• _TASK PROMPT_: Copy out the stretch of records below from the line containing "TARGET: vertical seam metal roofing" through the line containing "(1285, 585)", keeping every line unchanged and including both end lines.

--- START MATERIAL PROVIDED ---

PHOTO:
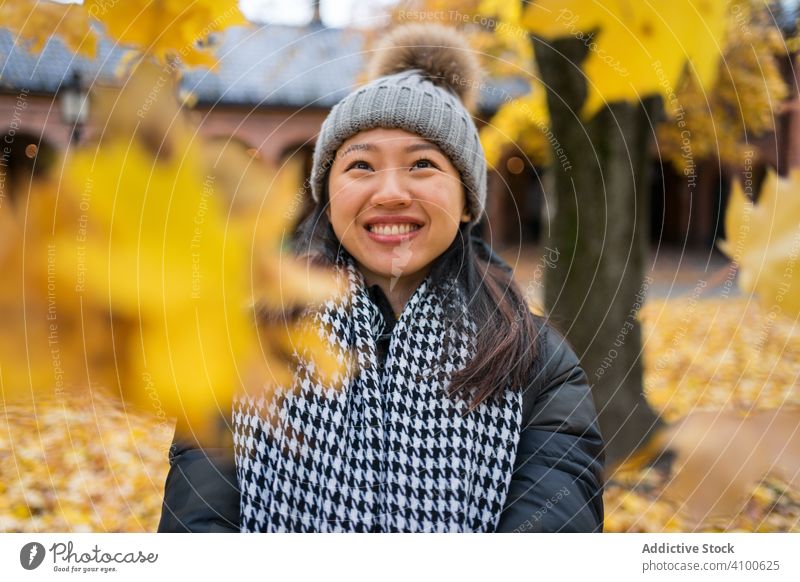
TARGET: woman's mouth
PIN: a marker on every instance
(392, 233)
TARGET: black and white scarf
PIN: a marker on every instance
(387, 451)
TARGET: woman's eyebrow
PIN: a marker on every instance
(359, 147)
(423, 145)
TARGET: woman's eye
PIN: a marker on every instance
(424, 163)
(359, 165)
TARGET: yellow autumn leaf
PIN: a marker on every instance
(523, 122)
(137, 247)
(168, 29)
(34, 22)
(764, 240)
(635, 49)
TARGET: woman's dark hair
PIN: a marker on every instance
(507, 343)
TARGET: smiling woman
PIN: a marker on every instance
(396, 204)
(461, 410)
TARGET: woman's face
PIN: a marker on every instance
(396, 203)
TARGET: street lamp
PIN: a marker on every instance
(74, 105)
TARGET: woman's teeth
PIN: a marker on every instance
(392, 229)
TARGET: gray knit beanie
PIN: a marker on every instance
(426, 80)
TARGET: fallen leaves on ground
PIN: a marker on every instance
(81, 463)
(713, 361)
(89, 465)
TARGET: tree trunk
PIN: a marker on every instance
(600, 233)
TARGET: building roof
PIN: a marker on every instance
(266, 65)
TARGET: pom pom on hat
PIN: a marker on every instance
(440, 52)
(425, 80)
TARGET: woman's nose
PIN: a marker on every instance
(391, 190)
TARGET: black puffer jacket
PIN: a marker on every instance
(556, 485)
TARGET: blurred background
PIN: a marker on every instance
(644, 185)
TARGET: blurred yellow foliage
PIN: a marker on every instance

--- END MATERIAL PROVIDED ---
--- START MATERIAL PROVIDED ---

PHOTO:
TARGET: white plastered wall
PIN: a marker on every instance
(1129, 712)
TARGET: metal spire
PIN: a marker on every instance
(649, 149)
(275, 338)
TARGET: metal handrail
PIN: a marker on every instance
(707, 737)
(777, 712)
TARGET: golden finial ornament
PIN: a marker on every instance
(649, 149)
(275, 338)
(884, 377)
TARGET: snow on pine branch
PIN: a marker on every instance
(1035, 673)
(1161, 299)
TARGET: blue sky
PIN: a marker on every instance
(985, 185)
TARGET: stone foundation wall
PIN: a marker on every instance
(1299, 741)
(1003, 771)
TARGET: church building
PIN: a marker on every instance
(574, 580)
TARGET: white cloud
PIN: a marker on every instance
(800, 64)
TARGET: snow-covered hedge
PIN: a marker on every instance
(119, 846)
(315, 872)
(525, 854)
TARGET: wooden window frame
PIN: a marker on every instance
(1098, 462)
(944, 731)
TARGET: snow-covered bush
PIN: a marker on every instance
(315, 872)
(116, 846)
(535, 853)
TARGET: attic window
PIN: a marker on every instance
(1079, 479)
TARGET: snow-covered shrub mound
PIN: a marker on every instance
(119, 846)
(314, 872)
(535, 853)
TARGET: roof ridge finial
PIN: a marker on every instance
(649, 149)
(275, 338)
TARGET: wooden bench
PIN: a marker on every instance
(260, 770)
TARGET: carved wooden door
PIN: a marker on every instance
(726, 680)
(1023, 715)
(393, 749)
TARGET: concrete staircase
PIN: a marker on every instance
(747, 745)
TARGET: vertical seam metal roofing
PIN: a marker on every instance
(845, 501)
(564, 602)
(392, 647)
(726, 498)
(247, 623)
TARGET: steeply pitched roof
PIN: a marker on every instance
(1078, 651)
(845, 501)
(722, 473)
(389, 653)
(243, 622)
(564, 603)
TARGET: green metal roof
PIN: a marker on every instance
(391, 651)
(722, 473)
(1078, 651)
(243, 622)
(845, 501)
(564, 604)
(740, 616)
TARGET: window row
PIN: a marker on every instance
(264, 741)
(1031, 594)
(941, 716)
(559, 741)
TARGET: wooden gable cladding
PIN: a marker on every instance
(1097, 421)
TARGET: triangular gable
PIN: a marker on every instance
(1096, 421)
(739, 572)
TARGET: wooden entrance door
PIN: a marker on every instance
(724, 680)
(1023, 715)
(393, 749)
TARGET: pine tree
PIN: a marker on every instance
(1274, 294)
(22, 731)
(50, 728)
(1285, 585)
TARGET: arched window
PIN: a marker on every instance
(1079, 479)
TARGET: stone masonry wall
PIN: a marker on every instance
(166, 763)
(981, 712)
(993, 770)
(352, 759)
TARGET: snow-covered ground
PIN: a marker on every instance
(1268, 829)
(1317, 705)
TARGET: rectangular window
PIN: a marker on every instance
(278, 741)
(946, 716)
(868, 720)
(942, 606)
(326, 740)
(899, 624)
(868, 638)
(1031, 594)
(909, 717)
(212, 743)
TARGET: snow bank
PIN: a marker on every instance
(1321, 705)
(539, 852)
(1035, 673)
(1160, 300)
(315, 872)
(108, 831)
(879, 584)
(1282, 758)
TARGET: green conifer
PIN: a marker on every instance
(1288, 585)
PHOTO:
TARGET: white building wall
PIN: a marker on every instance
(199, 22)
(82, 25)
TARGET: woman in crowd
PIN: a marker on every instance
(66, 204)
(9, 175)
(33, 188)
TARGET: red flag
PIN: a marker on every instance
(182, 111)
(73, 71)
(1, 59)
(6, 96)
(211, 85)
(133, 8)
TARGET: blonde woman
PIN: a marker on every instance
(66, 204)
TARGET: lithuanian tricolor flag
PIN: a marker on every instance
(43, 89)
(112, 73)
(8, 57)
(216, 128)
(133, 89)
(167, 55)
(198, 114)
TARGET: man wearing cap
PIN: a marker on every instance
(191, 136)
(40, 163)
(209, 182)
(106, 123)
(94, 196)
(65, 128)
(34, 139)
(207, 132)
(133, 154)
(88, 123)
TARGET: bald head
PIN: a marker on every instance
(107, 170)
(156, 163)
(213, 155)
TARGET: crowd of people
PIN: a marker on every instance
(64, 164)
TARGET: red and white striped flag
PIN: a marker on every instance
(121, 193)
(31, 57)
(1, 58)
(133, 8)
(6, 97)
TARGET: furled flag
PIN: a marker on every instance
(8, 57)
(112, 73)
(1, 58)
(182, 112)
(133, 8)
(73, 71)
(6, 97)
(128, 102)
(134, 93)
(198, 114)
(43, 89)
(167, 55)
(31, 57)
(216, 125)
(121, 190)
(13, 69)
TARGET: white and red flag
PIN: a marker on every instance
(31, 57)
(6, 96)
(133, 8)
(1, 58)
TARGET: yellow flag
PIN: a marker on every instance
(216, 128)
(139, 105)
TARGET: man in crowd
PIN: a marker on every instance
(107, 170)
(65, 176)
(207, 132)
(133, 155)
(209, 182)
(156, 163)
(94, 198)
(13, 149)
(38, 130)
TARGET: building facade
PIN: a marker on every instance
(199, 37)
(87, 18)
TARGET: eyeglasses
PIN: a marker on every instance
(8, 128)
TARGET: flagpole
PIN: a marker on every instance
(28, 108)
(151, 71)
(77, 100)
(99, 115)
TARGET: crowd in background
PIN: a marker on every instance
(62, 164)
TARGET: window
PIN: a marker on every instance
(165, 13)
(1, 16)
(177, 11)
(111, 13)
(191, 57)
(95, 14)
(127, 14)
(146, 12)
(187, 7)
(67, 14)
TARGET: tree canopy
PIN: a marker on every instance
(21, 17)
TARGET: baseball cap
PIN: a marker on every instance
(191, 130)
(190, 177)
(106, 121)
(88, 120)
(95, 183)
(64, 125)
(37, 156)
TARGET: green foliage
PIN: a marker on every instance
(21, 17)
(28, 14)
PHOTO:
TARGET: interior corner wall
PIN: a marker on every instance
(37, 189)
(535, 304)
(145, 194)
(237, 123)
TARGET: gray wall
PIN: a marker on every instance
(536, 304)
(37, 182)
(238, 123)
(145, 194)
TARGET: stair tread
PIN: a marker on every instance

--- END MATERIAL PROVIDED ---
--- START MATERIAL PROVIDED ---

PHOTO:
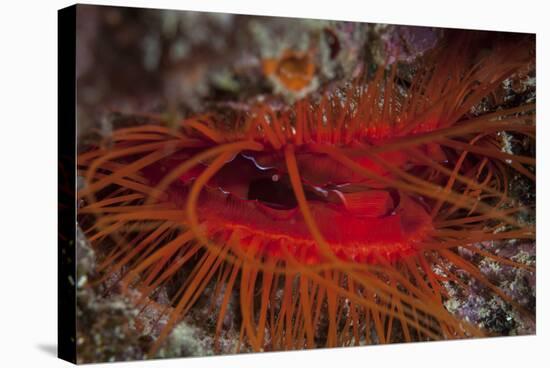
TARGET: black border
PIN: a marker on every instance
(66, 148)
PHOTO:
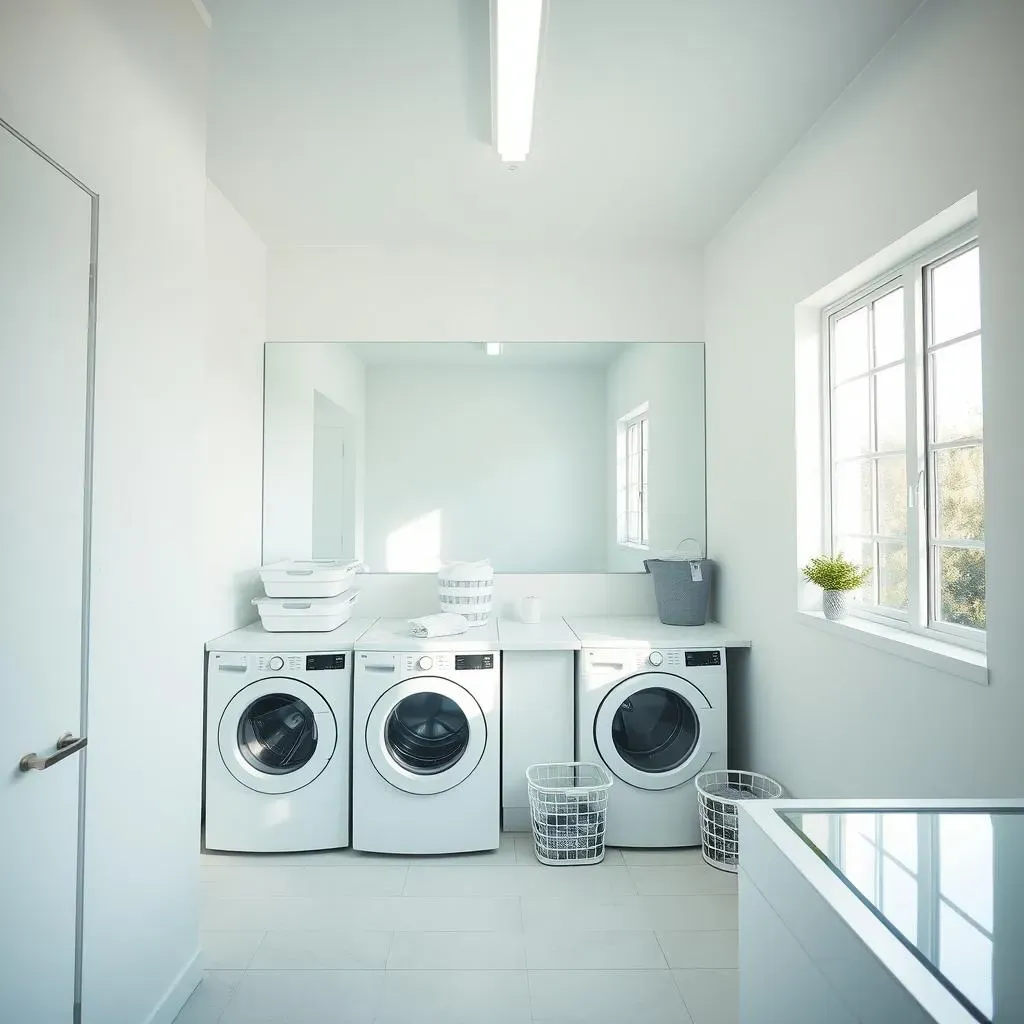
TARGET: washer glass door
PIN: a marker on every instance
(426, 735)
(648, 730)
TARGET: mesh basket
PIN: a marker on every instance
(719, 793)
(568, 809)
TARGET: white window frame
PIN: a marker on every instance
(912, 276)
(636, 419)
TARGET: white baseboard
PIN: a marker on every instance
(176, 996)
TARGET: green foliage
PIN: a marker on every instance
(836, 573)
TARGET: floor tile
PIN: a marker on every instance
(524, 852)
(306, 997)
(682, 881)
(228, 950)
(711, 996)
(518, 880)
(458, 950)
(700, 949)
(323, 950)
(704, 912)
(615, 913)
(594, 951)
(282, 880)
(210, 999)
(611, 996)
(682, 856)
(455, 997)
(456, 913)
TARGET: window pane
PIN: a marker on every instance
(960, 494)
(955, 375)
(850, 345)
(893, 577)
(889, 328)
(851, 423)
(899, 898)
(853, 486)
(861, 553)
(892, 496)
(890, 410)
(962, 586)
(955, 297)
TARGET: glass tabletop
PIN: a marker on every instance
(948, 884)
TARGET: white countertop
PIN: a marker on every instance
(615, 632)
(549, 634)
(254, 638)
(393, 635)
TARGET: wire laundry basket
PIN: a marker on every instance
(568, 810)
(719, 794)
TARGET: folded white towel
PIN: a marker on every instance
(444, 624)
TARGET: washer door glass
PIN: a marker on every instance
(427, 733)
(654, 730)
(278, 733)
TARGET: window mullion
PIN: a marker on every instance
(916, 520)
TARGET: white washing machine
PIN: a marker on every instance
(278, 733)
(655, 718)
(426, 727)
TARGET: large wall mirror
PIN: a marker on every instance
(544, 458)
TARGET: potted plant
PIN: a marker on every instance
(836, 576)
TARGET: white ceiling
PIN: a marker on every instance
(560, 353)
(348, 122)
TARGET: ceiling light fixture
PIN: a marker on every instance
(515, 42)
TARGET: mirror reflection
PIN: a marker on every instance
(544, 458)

--- END MATERIAL PROVIDED ---

• _OUTPUT FOR THIS EXERCISE_:
TARGET: vertical seam metal roofing
PIN: a marker on every instance
(845, 501)
(564, 602)
(392, 647)
(726, 498)
(247, 623)
TARGET: steeply pitched roof
PIN: a marker on every instance
(1078, 651)
(845, 501)
(722, 473)
(389, 653)
(243, 622)
(564, 603)
TARGET: green metal roof
PIN: a marker on every instance
(391, 651)
(722, 473)
(1078, 651)
(243, 622)
(845, 501)
(564, 604)
(740, 616)
TARGET: window row
PIN: a marker on every instance
(264, 741)
(1031, 594)
(941, 716)
(559, 741)
TARGET: wooden gable cladding
PIN: a marker on every instance
(1097, 421)
TARGET: triangular gable
PIN: a marker on every instance
(1096, 421)
(739, 572)
TARGET: wooden entrance door
PIN: a marker on every instance
(724, 680)
(1023, 715)
(393, 749)
TARGET: pine tree
PIN: a marker on every instance
(1274, 294)
(22, 731)
(50, 728)
(1285, 585)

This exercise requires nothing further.